__Goal of the exercise__:
In the listing below, change every "whole pixels" to "integer pixels" and leave all else unchanged. Give the result without the pictures.

__Provided entries__:

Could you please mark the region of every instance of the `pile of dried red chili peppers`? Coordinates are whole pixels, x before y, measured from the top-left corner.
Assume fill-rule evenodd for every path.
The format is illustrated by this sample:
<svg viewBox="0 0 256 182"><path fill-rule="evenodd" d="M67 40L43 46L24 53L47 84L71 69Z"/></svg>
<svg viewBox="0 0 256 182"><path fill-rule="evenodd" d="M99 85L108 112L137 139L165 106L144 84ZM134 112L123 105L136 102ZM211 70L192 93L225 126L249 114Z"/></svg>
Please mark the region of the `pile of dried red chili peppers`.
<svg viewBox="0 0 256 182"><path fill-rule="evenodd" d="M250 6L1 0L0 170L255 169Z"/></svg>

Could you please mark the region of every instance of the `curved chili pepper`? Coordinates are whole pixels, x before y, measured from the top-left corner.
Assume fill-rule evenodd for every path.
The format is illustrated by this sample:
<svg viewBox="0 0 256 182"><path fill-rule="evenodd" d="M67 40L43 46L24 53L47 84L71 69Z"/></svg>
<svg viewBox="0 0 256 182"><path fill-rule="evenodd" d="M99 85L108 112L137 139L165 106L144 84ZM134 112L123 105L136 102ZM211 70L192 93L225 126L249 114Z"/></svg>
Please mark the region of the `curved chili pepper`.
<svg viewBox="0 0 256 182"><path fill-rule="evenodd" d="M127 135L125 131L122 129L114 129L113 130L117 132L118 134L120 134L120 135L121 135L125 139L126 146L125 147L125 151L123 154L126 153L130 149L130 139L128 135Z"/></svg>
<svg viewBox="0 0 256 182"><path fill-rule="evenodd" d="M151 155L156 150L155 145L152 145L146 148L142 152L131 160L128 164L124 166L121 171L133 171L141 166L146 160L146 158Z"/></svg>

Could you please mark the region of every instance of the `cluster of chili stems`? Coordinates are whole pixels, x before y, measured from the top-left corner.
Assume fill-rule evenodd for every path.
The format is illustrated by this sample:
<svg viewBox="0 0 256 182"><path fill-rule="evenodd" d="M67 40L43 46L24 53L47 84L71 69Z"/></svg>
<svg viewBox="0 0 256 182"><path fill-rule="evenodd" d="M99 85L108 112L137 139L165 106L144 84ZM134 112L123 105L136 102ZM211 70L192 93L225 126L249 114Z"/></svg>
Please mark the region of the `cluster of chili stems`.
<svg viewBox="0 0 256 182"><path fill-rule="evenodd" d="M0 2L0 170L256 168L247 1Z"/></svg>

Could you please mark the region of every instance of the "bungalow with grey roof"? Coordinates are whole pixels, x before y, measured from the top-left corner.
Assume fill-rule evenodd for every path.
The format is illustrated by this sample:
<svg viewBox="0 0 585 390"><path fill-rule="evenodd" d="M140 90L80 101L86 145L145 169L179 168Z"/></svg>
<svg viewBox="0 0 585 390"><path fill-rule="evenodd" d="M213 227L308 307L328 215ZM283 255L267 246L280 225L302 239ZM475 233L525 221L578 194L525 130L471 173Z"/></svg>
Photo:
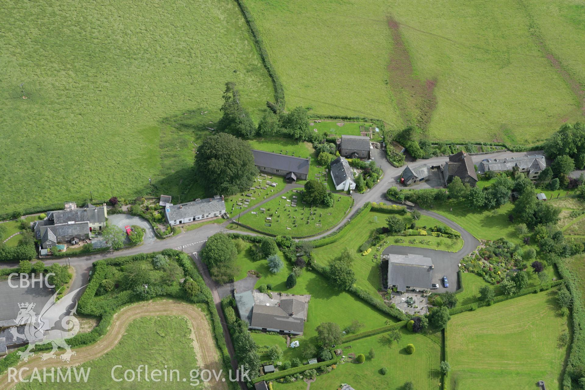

__Result of the exercise__:
Could you please mark the region of every instance of the `pile of dried red chili peppers`? Coordinates are integer pixels, x before y, measured from the top-left corner.
Assume fill-rule evenodd for every path.
The format is illustrated by this sample:
<svg viewBox="0 0 256 182"><path fill-rule="evenodd" d="M67 40L43 46L24 53L47 84L71 69Z"/></svg>
<svg viewBox="0 0 256 182"><path fill-rule="evenodd" d="M99 85L108 112L137 139L165 106L144 84ZM134 112L123 105L136 102ZM211 70L192 93L225 126L249 114Z"/></svg>
Please mark the region of the `pile of dried red chili peppers`.
<svg viewBox="0 0 256 182"><path fill-rule="evenodd" d="M250 6L1 0L0 170L255 169Z"/></svg>

Could you please mark the region of every instance of the `curved chili pepper`? Coordinates are integer pixels, x before y, measured from the top-left corner.
Assume fill-rule evenodd for every path.
The format is illustrated by this sample:
<svg viewBox="0 0 256 182"><path fill-rule="evenodd" d="M67 40L43 46L24 53L47 84L71 69Z"/></svg>
<svg viewBox="0 0 256 182"><path fill-rule="evenodd" d="M99 85L108 112L137 139L165 106L144 84ZM134 112L123 105L136 102ZM211 70L192 93L225 126L249 114Z"/></svg>
Please mark the region of the `curved chili pepper`.
<svg viewBox="0 0 256 182"><path fill-rule="evenodd" d="M127 135L125 131L122 129L114 129L113 130L117 132L118 134L120 134L120 135L121 135L125 139L126 146L125 147L125 151L123 154L126 153L130 149L130 139L128 135Z"/></svg>
<svg viewBox="0 0 256 182"><path fill-rule="evenodd" d="M151 155L156 150L155 145L152 145L146 148L142 152L131 160L128 164L124 166L121 171L133 171L141 166L146 160L146 158Z"/></svg>

Could you please mark the region of every instance of the `cluster of chili stems`? Coordinates are integer pixels, x before y, measured from the top-left corner.
Assume fill-rule evenodd for every path.
The format is illustrated by this sample:
<svg viewBox="0 0 256 182"><path fill-rule="evenodd" d="M67 40L43 46L24 53L47 84L71 69Z"/></svg>
<svg viewBox="0 0 256 182"><path fill-rule="evenodd" d="M99 85L108 112L137 139L165 106L144 84ZM134 112L123 105L136 102ZM211 70L192 93L225 126L249 114Z"/></svg>
Please mark the region of the `cluster of chili stems`.
<svg viewBox="0 0 256 182"><path fill-rule="evenodd" d="M0 2L0 170L256 168L247 1Z"/></svg>

Could you please mark the region of every instance of the "bungalow with grey roof"? Coordinates are integer pixels, x before y, measured from the top-left corner.
Assume fill-rule evenodd for every path.
The format is illustrated by this sample:
<svg viewBox="0 0 585 390"><path fill-rule="evenodd" d="M140 90L80 101L86 145L145 169L179 168Z"/></svg>
<svg viewBox="0 0 585 390"><path fill-rule="evenodd" d="M213 227L308 307L328 215ZM283 255L267 246L280 225L302 239ZM475 233L525 221L578 194L525 130L471 173Z"/></svg>
Photo:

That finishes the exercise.